Entries taken from a collection:
========================
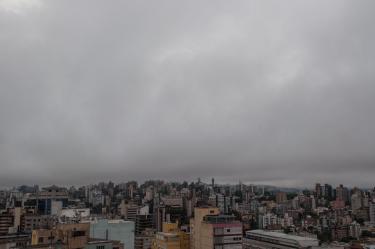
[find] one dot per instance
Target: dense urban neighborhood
(198, 215)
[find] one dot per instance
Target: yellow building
(171, 237)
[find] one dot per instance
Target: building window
(78, 233)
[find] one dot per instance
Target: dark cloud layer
(278, 92)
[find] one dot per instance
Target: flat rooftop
(279, 235)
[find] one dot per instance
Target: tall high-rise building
(327, 193)
(372, 212)
(281, 197)
(318, 190)
(342, 193)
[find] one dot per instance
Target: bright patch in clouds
(19, 6)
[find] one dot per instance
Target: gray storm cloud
(278, 92)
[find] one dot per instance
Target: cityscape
(187, 124)
(198, 215)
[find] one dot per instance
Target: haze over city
(265, 92)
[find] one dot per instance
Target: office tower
(281, 197)
(211, 230)
(318, 190)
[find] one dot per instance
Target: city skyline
(267, 92)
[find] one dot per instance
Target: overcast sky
========================
**WHAT THIS TASK INVOLVES**
How many lines in the records above contain the word "building"? Reply with the number alone.

**THE OUTPUT**
3